Brano fornito:

================================

«Non è importante la vita. Importante è cosa si fa della vita» (Beppe Niccolai - Roma, Dicembre 1984)

Anno I - n° 1 (15 Febbraio 1992)

 

le opinioni

 

Riflessioni

 


Sette «private» -economiche, politiche, religiose e sindacali-, in combutta tra loro, si sono impossessate della nazione per gestirla secondo il proprio «particulare» ed appagare il desiderio di potenza, di cupidigia -l'agostiniana cupiditas dominandi-, che è nell'uomo. È nato così lo Stato moderno, antico quanto le piramidi egizie: classista, plutocratico, clerocratico, totalitario. La «democrazia totalitaria» (J. Talmon) non differisce in nulla dalla «monarchia assoluta» (B. de Jouvenel). Siamo fermi allo Stato dei Sumeri (A. Toynbee). I Romani chiamavano lo Stato «affari di tutti» (res publica»), ma esso, in effetti, è stato sempre «affari di pochi» («res privata»). Non più i re, vicari di Dio, governano i popoli. A loro si sono sostituiti i partiti politici, aborto della borghesia. Forti della nuova «formula» politica, la sovranità popolare, tramite ideologie-mito, si sono impossessate del potere.
Ogni setta, politica o religiosa, ha una sua ideologia, trappola mortale per perpetuare la schiavitù dei popoli. Le ideologie, sbugiardate dalla storia, hanno un comune denominatore: l'interesse economico. Dall'economia nasce la politica, come dalla ricchezza nacque lo Stato. Per salvaguardare l'economia, è giocoforza che la politica si riduca a gestione verticistica della cosa pubblica, ad usurpazione dei poteri e della effettiva volontà della nazione. La ideologia ipnotizza, abbaglia, acceca le masse, allettate da falsi miraggi, e le riduce in schiavitù. Sembra che le ideologie si differenzino l'una dall'altra, ma è solo illusione. Sono tutte identiche nella sostanza ed hanno un solo scopo: il dominio dell'uomo sull'uomo.
Si credette per un momento che Lenin avesse distrutto i miti della storia, ma fu lui stesso a sostituirli con una nuova mitocrazia, molto più feroce e disumana delle precedenti, che chiamò «sovietismo». Lo stesso PCI, se si fosse posto dalla parte dell'uomo, ed avesse smascherato la criminalità politicamente organizzata, avrebbe potuto in qualsiasi momento conquistare il potere. Non esiste organizzazione, politica o religiosa, che prediliga l'uomo. Non c'è setta che non abbia come obiettivo il suo ingabbiamento, imbestialimento. Quando il genere umano capirà questa amara verità, se la capirà, non gli resterà che spazzare via le sette ipocrite e fraudolente, ed impedire con ogni mezzo che rinascano dalla loro cenere sotto mentite spoglie.

================================

Dati grezzi:
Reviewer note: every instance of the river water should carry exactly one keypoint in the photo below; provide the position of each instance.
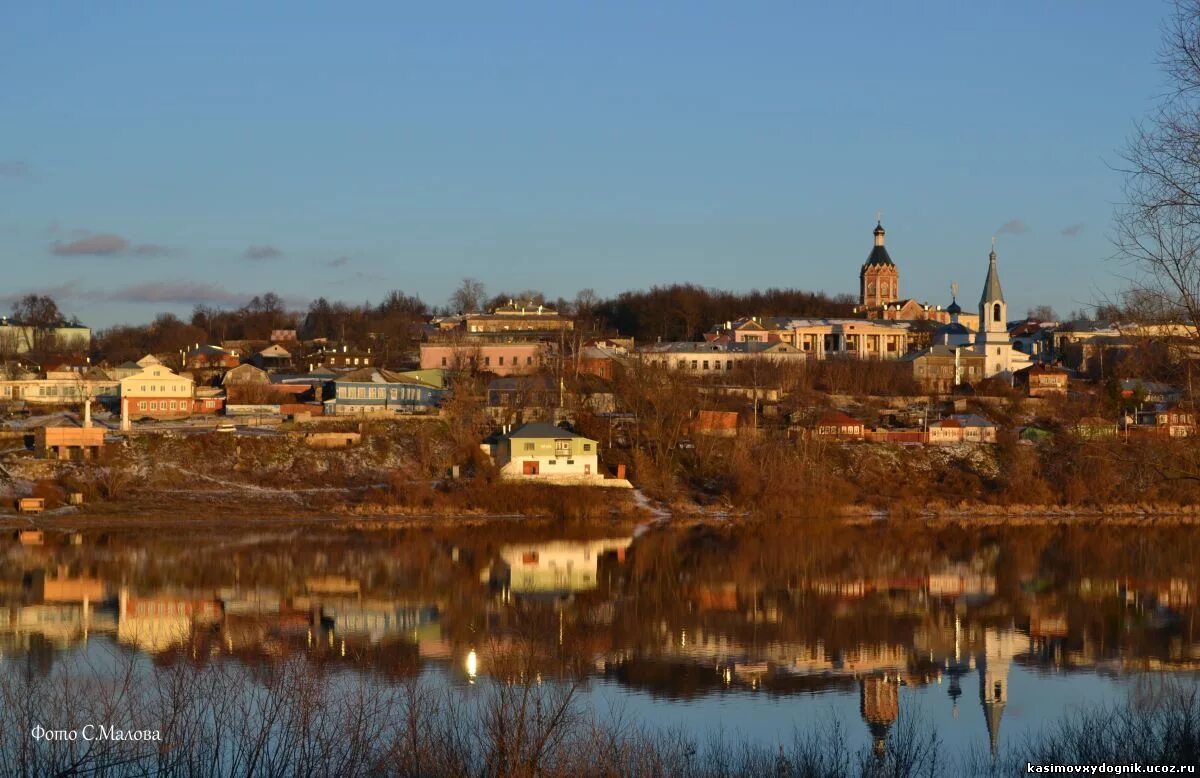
(988, 635)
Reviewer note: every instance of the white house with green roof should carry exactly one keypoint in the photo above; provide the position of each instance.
(546, 453)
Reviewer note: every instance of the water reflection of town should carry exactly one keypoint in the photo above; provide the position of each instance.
(678, 615)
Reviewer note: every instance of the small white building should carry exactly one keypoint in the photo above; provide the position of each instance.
(156, 393)
(543, 452)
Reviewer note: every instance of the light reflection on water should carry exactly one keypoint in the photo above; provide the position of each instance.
(985, 635)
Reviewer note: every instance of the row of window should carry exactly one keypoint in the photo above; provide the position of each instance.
(163, 405)
(487, 361)
(558, 450)
(379, 393)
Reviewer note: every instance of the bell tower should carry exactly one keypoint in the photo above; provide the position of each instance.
(991, 337)
(879, 281)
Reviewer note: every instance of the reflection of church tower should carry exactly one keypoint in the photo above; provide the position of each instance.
(880, 706)
(879, 281)
(997, 656)
(957, 668)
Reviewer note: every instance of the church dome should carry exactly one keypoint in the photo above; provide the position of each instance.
(879, 255)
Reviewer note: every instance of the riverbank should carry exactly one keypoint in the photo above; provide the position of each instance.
(225, 510)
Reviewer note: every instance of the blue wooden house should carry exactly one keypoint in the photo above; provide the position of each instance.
(378, 390)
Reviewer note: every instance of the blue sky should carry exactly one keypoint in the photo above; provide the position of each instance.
(156, 155)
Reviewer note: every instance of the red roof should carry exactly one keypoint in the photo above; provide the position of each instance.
(838, 418)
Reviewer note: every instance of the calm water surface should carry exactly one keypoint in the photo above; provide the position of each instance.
(987, 634)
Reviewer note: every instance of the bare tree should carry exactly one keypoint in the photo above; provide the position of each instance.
(1043, 313)
(1158, 226)
(468, 297)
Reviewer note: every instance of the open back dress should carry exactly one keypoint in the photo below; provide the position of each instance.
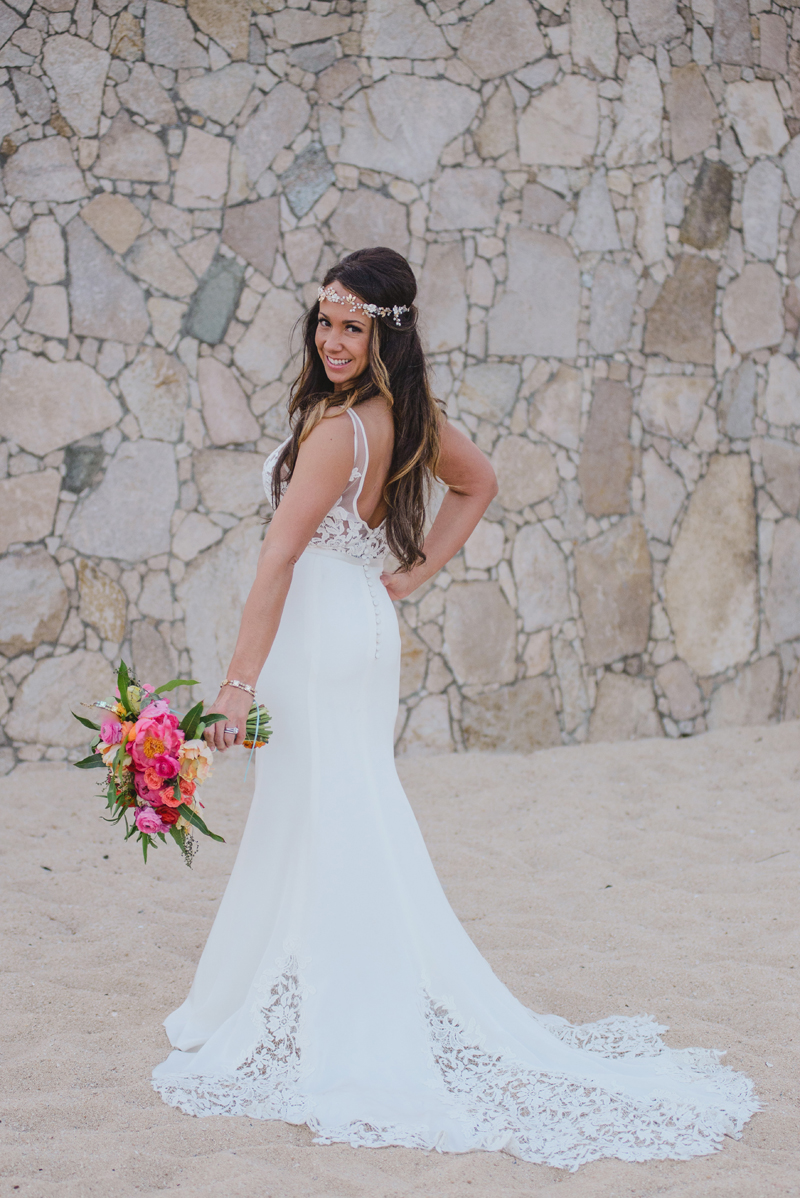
(339, 990)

================================

Compito assegnato: Trascrivi alla lettera il tratto del brano sulle sette e le ideologie che va da "Si credette per" fino a "sotto mentite spoglie.".

Risposta:
Si credette per un momento che Lenin avesse distrutto i miti della storia, ma fu lui stesso a sostituirli con una nuova mitocrazia, molto più feroce e disumana delle precedenti, che chiamò «sovietismo». Lo stesso PCI, se si fosse posto dalla parte dell'uomo, ed avesse smascherato la criminalità politicamente organizzata, avrebbe potuto in qualsiasi momento conquistare il potere. Non esiste organizzazione, politica o religiosa, che prediliga l'uomo. Non c'è setta che non abbia come obiettivo il suo ingabbiamento, imbestialimento. Quando il genere umano capirà questa amara verità, se la capirà, non gli resterà che spazzare via le sette ipocrite e fraudolente, ed impedire con ogni mezzo che rinascano dalla loro cenere sotto mentite spoglie.